__Task instructions__.
• 1. Answer these questions from the passage on the DMC tool:
(a) Who developed the Detection of Malicious Code (DMC) tool?
(b) In taint analysis, what are the critical points where information can be exfiltrated outside of the program called?
(c) Where do standard dynamic analysis detection methods execute the code?
• 2. From the passage on the DMC tool, quote word for word the section that begins at the words "Researchers at the" and ends after "and benign codebase.".

Tracing Potentially Malicious Control and Data Flow

Researchers at the Software Engineering Institute (SEI) developed the Detection of Malicious Code (DMC) tool to prevent potentially devastating attacks from hidden malicious code. These embedded threats, such as sensitive data exfiltration routines, timebombs, logic bombs, remote-access Trojans (RATs), and backdoors, are especially dangerous in mission-critical environments. Our aim was to develop a tool that would report execution traces that allow a remote attacker to launch an arbitrary process, write arbitrary data to arbitrary files, and perform other sensitive operations. The challenge that we faced was detecting these traces of potentially malicious hidden code without execution, particularly when this malicious code is camouflaged by an otherwise entirely legitimate and benign codebase.

Taint analysis can track the flow of potentially unsafe data (taint) from designated system functions that return potentially sensitive information (sources) to critical points where information can be exfiltrated outside of the program (sinks). However, traditional taint analysis is limited in that it conflates all flow paths from a given source to a given sink, so a malicious flow path can be "hidden" by a benign flow path. Standard dynamic analysis detection methods execute the code within a sandbox, a potentially risky approach (if it escapes the sandbox) and one that may overlook deeply disguised malicious code. We looked to augment existing detection toolsets when developing the DMC tool.

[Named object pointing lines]
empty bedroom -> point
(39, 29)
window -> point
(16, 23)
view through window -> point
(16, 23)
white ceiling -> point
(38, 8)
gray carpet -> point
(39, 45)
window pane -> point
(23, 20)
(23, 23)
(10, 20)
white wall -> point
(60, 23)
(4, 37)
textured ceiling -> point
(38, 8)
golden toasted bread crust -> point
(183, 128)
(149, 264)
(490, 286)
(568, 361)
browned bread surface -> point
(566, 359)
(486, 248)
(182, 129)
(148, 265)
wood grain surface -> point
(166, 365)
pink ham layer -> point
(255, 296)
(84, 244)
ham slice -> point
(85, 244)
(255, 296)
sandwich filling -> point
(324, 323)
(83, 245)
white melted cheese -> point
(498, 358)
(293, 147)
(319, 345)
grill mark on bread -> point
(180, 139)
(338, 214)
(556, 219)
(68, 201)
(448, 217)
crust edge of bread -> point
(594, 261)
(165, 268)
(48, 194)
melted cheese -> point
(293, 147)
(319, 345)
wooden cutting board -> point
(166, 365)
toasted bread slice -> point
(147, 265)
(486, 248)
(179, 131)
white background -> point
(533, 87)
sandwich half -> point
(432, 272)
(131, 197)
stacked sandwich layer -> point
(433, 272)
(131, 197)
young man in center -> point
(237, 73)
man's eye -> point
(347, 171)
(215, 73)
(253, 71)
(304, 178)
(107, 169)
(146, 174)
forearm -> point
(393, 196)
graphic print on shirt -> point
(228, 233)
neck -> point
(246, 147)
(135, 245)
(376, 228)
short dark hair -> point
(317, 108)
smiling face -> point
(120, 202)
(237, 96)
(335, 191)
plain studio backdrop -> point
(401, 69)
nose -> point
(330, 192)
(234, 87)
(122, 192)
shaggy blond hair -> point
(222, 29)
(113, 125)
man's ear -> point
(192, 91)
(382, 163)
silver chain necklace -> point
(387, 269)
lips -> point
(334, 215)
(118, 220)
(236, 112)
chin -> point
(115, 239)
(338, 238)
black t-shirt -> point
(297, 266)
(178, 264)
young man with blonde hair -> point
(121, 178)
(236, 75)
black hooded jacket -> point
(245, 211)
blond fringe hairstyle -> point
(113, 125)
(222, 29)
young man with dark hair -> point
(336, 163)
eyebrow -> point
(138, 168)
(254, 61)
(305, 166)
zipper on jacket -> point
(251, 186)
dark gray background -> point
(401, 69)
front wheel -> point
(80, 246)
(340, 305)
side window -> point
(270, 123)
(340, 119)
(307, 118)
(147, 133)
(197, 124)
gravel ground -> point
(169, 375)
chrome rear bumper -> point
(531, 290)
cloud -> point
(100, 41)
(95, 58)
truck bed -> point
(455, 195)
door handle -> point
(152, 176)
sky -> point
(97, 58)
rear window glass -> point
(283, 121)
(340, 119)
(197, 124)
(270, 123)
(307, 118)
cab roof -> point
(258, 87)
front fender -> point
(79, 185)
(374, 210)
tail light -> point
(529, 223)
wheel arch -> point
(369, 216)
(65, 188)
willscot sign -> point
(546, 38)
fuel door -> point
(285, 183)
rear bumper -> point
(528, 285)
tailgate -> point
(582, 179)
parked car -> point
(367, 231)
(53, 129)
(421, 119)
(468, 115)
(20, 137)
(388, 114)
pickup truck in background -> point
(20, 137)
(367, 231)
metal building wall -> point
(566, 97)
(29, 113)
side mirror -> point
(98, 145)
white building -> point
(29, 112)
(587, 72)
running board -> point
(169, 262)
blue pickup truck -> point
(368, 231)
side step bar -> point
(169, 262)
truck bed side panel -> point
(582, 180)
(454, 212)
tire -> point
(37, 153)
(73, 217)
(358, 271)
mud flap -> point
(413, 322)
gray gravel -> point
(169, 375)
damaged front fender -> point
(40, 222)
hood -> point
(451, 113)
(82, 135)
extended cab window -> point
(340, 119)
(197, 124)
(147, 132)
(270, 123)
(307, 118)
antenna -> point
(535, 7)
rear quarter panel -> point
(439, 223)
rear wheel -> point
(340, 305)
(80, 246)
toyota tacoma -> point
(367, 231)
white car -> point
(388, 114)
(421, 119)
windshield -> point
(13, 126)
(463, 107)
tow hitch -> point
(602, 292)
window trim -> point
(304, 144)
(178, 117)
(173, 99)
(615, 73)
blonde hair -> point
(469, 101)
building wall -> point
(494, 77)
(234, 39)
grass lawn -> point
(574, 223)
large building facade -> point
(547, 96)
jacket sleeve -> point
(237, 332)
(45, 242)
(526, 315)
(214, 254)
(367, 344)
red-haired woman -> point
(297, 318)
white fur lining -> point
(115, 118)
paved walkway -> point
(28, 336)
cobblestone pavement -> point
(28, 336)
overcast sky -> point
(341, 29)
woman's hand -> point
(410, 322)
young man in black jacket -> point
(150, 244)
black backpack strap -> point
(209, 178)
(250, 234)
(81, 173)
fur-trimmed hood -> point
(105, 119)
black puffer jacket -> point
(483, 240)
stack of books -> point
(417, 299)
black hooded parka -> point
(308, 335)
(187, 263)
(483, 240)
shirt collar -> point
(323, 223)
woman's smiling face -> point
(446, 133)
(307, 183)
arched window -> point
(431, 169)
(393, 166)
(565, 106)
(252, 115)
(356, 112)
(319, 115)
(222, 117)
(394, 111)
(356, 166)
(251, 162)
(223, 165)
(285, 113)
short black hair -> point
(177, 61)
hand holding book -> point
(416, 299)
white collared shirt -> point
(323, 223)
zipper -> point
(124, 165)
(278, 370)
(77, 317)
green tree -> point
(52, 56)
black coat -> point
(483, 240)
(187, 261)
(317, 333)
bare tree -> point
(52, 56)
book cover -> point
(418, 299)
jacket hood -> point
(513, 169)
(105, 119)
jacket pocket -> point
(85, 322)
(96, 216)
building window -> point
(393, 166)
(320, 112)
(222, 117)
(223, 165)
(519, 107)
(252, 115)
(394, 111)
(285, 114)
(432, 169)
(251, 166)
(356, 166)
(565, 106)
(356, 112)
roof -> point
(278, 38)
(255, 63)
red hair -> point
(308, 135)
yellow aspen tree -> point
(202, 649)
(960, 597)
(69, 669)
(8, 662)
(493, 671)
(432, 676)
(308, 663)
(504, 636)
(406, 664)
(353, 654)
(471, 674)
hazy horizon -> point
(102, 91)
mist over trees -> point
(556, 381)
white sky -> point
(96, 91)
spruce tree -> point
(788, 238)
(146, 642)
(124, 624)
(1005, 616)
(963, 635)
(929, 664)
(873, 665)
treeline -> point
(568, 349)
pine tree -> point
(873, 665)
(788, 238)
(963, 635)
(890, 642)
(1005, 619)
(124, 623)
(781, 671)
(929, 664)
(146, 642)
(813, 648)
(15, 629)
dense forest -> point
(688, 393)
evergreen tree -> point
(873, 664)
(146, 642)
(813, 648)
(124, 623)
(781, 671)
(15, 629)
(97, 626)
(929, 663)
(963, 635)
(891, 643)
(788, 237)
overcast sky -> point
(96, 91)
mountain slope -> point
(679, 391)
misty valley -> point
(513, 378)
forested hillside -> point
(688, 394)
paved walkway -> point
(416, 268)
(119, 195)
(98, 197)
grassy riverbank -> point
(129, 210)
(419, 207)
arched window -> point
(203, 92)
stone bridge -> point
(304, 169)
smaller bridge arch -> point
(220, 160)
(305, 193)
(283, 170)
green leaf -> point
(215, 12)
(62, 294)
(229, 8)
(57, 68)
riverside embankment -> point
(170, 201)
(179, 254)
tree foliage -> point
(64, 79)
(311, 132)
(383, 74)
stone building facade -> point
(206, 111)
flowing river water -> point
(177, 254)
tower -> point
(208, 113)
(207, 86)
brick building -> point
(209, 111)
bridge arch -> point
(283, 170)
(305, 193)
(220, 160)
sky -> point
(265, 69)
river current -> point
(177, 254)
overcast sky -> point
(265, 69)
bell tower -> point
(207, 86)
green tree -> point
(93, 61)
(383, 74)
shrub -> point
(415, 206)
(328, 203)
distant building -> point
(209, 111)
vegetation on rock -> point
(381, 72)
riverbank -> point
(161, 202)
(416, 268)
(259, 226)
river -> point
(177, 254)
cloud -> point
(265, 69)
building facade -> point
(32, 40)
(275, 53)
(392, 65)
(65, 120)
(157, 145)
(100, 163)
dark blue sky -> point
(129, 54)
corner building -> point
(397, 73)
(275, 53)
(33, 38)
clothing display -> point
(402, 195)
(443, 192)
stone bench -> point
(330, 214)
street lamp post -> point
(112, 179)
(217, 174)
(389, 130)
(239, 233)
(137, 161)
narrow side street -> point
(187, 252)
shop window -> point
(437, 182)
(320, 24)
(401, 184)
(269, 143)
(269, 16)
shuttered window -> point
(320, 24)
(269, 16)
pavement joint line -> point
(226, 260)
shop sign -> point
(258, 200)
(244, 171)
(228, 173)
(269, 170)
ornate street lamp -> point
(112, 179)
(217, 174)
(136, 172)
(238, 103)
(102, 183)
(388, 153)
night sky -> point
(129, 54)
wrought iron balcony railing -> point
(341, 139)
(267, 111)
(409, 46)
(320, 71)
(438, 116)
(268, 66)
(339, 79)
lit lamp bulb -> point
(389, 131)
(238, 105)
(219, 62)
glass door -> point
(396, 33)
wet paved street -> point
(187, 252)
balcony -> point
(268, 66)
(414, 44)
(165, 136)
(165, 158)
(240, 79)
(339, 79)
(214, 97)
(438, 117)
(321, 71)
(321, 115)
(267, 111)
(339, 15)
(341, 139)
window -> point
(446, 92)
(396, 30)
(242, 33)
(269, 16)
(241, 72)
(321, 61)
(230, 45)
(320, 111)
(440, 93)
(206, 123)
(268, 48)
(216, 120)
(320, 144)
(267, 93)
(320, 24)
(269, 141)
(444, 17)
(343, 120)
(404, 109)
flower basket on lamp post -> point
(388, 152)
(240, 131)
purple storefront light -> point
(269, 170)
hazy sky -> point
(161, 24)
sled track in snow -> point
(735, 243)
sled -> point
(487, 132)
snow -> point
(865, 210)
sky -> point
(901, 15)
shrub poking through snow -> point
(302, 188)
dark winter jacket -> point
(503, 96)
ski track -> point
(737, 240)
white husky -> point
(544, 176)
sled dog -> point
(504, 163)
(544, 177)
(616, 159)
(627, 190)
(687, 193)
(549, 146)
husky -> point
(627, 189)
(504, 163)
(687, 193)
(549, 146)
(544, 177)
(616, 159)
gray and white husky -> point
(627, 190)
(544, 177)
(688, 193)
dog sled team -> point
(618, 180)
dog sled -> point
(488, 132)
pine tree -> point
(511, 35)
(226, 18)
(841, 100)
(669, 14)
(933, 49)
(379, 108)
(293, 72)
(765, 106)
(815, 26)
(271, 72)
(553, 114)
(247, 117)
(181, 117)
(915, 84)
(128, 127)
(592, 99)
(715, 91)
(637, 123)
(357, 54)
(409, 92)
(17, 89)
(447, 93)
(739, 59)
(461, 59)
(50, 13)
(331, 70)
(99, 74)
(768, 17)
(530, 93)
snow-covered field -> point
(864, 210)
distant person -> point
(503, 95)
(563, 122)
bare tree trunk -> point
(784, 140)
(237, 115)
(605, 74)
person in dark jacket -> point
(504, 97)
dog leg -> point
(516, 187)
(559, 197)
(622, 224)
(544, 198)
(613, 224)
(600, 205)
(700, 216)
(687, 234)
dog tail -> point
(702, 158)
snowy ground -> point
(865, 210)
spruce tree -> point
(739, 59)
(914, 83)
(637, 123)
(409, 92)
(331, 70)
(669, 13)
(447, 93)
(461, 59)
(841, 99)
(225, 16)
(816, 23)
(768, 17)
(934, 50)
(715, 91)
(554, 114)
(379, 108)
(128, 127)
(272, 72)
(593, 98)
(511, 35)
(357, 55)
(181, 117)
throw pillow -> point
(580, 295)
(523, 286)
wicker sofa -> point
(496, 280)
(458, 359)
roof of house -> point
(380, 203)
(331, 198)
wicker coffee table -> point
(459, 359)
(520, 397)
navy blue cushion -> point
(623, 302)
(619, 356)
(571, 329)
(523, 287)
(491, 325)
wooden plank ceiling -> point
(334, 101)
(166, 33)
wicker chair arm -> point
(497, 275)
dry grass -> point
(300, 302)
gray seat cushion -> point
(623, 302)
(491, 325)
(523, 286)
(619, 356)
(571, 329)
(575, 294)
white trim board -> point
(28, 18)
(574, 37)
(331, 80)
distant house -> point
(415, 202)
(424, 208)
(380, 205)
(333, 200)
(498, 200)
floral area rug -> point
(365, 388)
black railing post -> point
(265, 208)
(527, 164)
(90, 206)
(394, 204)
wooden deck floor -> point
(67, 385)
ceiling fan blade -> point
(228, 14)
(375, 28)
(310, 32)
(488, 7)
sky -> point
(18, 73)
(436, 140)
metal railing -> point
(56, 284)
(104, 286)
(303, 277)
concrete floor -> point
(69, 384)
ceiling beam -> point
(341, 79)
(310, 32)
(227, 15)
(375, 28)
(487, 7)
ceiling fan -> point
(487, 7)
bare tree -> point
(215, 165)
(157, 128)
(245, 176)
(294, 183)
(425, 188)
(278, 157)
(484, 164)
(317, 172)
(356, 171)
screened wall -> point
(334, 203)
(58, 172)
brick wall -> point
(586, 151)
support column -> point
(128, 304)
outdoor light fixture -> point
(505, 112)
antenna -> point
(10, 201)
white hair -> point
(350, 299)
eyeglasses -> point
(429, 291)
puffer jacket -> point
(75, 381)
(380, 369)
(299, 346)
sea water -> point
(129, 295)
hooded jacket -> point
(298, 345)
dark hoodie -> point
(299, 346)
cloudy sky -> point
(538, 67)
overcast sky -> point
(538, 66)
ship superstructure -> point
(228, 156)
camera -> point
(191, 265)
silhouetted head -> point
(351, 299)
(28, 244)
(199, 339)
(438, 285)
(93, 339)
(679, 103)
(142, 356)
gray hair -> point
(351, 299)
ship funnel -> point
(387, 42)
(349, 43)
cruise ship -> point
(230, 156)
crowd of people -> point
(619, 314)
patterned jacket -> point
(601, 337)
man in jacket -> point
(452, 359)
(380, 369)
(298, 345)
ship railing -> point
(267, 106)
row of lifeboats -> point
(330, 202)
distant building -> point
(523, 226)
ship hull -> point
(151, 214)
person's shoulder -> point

__Answers provided__.
• 1.
(a) Researchers at the Software Engineering Institute (SEI).
(b) Sinks.
(c) Within a sandbox.

• 2.
Researchers at the Software Engineering Institute (SEI) developed the Detection of Malicious Code (DMC) tool to prevent potentially devastating attacks from hidden malicious code. These embedded threats, such as sensitive data exfiltration routines, timebombs, logic bombs, remote-access Trojans (RATs), and backdoors, are especially dangerous in mission-critical environments. Our aim was to develop a tool that would report execution traces that allow a remote attacker to launch an arbitrary process, write arbitrary data to arbitrary files, and perform other sensitive operations. The challenge that we faced was detecting these traces of potentially malicious hidden code without execution, particularly when this malicious code is camouflaged by an otherwise entirely legitimate and benign codebase.